## Requests
(1) Answer these questions using the movie review about "Damsels in Distress":
(a) How many years had Whit Stillman been away before this movie?
(b) What three earlier Stillman films does the review name?
(c) What college does Violet attend?
(2) Write the next part of the movie review about "Damsels in Distress," picking up right after its last sentence.

## Reading passage
━━━━━━━━━━━━━━━━━━━━━━━━━━━━━━
After a 13-year absence, writer-director Whit Stillman returns with his signature brand of prolix, observational humor in "Damsels in Distress," a movie sure to reward the filmmaker's most die-hard fans, while doing little to quiet critics who found his work self-conscious to the point of insufferability.
Long before artists such as Wes Anderson and Zooey Deschanel made the word "twee" a zeitgeisty put-down, Stillman was refining the style in "Metropolitan," "Barcelona" and "The Last Days of Disco" rarified, urbane and unapologetically literate chamber pieces that chronicled the lives of young people whose journeys of self- discovery took place amid the artifacts and rituals of WASP culture and old money.
That same air of unacknowledged privilege suffuses "Damsels in Distress," in which Sacramento native Greta Gerwig stars as Violet, a junior at an East Coast liberal arts college called Seven Oaks, where she and a florally named band of cohorts wage a genteel war against all that is rude, crude, coarse or otherwise aesthetically suspect. (During one early scene, one of the young women goes into "nasal shock" after passing an odorous group of skate punks.)
━━━━━━━━━━━━━━━━━━━━━━━━━━━━━━
## Dataset rows
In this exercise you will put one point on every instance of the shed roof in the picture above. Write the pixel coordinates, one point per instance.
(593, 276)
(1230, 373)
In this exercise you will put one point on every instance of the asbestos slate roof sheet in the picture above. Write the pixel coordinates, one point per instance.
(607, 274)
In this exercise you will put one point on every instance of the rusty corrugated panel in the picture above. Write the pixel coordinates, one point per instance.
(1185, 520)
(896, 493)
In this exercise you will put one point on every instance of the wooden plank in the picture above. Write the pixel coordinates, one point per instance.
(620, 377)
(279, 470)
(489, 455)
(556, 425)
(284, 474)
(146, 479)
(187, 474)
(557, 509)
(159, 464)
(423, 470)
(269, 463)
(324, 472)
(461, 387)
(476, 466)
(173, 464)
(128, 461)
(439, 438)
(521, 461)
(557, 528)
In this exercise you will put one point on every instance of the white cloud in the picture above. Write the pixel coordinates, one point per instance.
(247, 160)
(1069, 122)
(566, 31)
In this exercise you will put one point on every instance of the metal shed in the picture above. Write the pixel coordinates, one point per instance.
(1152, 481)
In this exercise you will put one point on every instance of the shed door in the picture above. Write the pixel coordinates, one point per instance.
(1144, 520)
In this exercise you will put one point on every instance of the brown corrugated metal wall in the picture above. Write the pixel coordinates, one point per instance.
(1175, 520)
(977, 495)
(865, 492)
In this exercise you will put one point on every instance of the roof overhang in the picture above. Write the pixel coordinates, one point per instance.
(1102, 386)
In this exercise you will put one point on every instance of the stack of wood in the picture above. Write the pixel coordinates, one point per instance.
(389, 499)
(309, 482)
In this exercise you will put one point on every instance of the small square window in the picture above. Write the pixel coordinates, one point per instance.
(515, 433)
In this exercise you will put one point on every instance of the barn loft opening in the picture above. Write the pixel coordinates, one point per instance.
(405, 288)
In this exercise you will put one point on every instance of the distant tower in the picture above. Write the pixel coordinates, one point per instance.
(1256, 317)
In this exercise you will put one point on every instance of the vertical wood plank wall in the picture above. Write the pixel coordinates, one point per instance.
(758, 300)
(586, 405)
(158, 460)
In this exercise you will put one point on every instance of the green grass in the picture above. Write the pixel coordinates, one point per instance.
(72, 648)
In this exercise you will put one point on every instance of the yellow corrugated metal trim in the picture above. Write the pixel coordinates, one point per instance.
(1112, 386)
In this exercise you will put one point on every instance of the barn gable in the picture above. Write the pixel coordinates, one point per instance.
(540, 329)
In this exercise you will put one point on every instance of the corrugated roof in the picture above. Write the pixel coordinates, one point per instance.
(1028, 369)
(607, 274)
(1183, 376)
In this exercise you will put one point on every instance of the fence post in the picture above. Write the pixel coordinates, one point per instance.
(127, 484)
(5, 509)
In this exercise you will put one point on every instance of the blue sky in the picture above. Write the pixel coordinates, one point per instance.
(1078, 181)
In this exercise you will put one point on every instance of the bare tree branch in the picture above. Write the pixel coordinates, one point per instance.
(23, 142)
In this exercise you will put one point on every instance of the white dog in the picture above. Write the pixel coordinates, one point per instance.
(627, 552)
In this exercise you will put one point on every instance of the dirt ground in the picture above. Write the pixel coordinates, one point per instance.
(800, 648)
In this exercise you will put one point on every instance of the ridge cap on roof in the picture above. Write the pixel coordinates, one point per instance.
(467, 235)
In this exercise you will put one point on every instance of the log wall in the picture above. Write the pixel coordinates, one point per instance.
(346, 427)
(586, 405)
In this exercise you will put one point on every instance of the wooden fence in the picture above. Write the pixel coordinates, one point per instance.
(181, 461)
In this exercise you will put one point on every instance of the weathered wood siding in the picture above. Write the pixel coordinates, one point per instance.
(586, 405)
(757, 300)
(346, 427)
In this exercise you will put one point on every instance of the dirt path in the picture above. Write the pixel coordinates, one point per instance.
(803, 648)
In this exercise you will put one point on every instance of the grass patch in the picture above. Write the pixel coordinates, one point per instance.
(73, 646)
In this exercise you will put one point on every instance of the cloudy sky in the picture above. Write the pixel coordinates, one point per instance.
━━━━━━━━━━━━━━━━━━━━━━━━━━━━━━
## Responses per task
(1)
(a) 13 years
(b) "Metropolitan," "Barcelona" and "The Last Days of Disco"
(c) Seven Oaks, an East Coast liberal arts college

(2)
When a new girl named Lily (Analeigh Tipton, from El Dorado Hills) arrives on campus, Violet and her friends pounce, scooping her up and bringing her along on their campaign to prevent student suicide, stamp out the whiny school newspaper and, in Violet's case, aid in her ambition to start a national dance craze.
It's all very daffy and sweet- natured, as long as you can go along with Stillman in making a joke of suicide; still, as the Woody Allen-esque opening credits remind us, there's a fine line between a fantastical comedy of manners (à la "Midnight in Paris") and a comedy that's merely mannered.
"Damsels in Distress" too often falls into the latter category, as Stillman leads viewers on a madcap, unevenly convincing trip through a looking glass beyond which young people don't text, peck at laptops or know what earbuds are, but who break into a tap dance number or deliver learned disquisitions on Catharism.
Gerwig ("Hannah Takes the Stairs," "Greenberg") proves once again that she's an incandescent screen presence, even if she has yet to find a movie equal to her particular, quirky brand of forthrightness and fey charm.
As a character who finds clichés "a stunning treasure-trove of human wisdom and knowledge," Violet never takes on the complexity that would make her more than merely vapid and grating; what's more, with her constant use of words such as "moron" and "retard," her longing for finer sensibilities rings cruelly hollow.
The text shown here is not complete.